[指示 1] リストのうち、「silhouette, one point per instance.」を含む行からリストの最後の行までを、一字一句変えずに打ち直してください。

[読解文]
★ ★ ★

孤憤

Castling

1 Castling

 韓非子は類稀なる国家運営思想を発案したが、それを君主に伝えることの難しさを強く嘆いている。これが宗廟に籠り、ひたすら世の理不尽を駆逐し、世の民の安寧を願っても叶わない「孤憤」となって記される。しかし、その強烈な憤激と既存の概念を覆す発想は、宗廟に収まらず、世を席巻し、秦の始皇帝にまで届く。

 これに倣い、本編では、多少過激、あるいは奇抜な発想と捉えられても、敢えてBlack Kanpishiとなり、インパクトのある議論を展開することにより、一言言ってやりたくなるような刺激を読者に与えたいと考えている。

 その奇抜な発想が、画期的なものなのか?それとも、単純に私が知識不足なだけで、一言の反駁で論破される愚論なのか、その辺りが一番知りたいのである。

 しかし、ホームとしていたはてなブログの方では、残念なことにほとんどアクセスが無い様子だ。3年ほど放置しているうちに、利用者が減ったのかなあ?せっかく冒頭のつかみのところで、現在に通じる諸問題の考察をしているのに、時期を逸してスルーされそうだ。

 そこで、第一章完結を待たずして、NoteにCastling(城替え)しようかと考えている。こちらの方は未だ盛況で、どんな投稿でも、結構アクセスしてもらえる。利用者の多さもあるだろうが、好奇心の強い人が多いのだろう。

 リアクションを求めるというのは、実は非常に怖いものだと考えている。

 

2 逆鱗 (説難篇)

★ ★ ★

[データ記録]
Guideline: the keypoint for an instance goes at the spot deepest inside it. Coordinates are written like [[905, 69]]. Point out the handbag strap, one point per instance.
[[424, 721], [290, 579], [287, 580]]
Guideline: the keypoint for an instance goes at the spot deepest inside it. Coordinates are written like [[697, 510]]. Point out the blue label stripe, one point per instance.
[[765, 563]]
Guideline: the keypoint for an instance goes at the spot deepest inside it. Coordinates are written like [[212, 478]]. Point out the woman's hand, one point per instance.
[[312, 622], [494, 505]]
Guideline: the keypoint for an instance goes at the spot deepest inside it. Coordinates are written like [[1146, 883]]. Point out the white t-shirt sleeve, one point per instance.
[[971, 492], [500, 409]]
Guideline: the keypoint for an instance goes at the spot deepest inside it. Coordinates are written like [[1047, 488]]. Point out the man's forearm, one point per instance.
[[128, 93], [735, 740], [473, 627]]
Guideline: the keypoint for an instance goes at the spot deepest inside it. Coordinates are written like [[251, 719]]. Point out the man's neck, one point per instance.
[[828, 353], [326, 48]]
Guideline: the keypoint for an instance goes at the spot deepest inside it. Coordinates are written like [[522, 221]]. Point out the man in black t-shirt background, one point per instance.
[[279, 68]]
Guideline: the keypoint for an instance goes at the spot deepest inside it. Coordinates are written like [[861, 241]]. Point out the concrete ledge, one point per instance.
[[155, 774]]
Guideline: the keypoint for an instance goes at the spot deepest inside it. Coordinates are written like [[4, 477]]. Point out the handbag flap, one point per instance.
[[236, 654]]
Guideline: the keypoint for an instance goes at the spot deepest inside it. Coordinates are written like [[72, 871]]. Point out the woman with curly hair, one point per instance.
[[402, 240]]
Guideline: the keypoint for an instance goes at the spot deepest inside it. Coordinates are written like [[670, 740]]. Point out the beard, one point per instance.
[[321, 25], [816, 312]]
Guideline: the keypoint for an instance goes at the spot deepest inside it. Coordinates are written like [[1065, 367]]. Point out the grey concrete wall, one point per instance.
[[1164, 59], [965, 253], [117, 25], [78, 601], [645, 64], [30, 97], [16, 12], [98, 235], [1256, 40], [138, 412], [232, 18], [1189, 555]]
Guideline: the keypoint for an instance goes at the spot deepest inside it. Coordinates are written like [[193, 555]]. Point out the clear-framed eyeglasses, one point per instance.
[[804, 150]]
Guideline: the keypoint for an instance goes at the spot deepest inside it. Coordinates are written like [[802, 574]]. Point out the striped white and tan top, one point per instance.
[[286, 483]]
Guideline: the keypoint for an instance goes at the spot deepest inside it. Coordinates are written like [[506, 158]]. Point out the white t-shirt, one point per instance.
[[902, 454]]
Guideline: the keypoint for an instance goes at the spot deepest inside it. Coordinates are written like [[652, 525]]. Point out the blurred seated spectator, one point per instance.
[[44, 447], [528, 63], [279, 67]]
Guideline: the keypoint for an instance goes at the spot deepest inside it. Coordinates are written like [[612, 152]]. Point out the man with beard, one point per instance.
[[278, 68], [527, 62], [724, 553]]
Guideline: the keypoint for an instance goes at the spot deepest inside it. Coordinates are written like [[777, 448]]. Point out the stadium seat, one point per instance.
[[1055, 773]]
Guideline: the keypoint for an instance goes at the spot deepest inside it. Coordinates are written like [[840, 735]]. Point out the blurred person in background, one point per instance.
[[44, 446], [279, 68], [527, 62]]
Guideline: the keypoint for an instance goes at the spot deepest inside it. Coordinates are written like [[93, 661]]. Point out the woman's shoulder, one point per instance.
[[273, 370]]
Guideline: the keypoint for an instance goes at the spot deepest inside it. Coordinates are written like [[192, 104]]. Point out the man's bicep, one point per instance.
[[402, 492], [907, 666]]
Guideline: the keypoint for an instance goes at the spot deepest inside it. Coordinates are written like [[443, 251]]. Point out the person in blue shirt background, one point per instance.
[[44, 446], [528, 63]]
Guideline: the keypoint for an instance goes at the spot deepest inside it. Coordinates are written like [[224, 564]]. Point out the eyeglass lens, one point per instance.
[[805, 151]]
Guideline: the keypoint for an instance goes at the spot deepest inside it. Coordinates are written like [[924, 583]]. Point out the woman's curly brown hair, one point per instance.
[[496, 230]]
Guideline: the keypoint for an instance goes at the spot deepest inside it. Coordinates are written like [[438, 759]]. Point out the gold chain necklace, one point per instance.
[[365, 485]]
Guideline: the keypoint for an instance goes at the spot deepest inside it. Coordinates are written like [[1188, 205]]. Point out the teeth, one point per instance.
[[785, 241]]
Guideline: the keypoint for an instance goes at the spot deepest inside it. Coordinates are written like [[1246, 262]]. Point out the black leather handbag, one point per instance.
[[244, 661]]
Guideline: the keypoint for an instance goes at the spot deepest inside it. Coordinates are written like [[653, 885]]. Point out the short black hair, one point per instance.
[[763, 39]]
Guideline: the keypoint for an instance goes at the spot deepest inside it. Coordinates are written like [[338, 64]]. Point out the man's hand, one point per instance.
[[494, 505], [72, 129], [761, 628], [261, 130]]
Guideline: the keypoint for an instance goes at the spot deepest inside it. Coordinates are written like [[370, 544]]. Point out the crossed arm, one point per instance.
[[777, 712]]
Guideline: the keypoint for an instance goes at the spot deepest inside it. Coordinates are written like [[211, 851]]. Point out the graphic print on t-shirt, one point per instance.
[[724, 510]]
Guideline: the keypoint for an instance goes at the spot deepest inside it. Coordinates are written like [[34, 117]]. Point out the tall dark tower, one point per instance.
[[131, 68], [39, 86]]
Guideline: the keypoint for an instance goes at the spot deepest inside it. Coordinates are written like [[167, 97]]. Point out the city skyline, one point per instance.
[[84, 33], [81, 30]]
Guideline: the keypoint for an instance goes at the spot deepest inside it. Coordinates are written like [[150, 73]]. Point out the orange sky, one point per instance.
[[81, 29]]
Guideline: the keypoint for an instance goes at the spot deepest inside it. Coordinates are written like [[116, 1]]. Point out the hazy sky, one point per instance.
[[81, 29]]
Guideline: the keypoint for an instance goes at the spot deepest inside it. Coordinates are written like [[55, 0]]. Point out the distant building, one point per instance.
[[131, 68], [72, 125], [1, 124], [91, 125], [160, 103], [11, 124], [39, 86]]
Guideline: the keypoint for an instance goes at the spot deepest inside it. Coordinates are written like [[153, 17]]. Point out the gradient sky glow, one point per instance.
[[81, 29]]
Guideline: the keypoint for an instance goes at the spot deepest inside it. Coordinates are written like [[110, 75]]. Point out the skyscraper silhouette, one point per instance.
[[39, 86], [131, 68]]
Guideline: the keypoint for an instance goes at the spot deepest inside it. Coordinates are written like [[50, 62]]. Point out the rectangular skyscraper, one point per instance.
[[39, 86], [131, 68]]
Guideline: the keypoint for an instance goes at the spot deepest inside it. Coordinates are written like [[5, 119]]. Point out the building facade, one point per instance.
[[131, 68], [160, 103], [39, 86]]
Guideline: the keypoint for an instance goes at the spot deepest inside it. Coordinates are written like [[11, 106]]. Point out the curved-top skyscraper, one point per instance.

★ ★ ★

[指示 2]
「孤憤」の文章について、次の問いに答えてください。
(a) 韓非子の憤激と発想は、最終的にだれにまで届いたと書かれていますか。
(b) 筆者がホームとしていたブログサービスは何ですか。
(c) 筆者はどこへCastling(城替え)しようと考えていますか。

[解答 1]
Guideline: the keypoint for an instance goes at the spot deepest inside it. Coordinates are written like [[110, 75]]. Point out the skyscraper silhouette, one point per instance.
[[39, 86], [131, 68]]
Guideline: the keypoint for an instance goes at the spot deepest inside it. Coordinates are written like [[50, 62]]. Point out the rectangular skyscraper, one point per instance.
[[39, 86], [131, 68]]
Guideline: the keypoint for an instance goes at the spot deepest inside it. Coordinates are written like [[5, 119]]. Point out the building facade, one point per instance.
[[131, 68], [160, 103], [39, 86]]
Guideline: the keypoint for an instance goes at the spot deepest inside it. Coordinates are written like [[11, 106]]. Point out the curved-top skyscraper, one point per instance.

[解答 2]
(a) 秦の始皇帝
(b) はてなブログ
(c) Note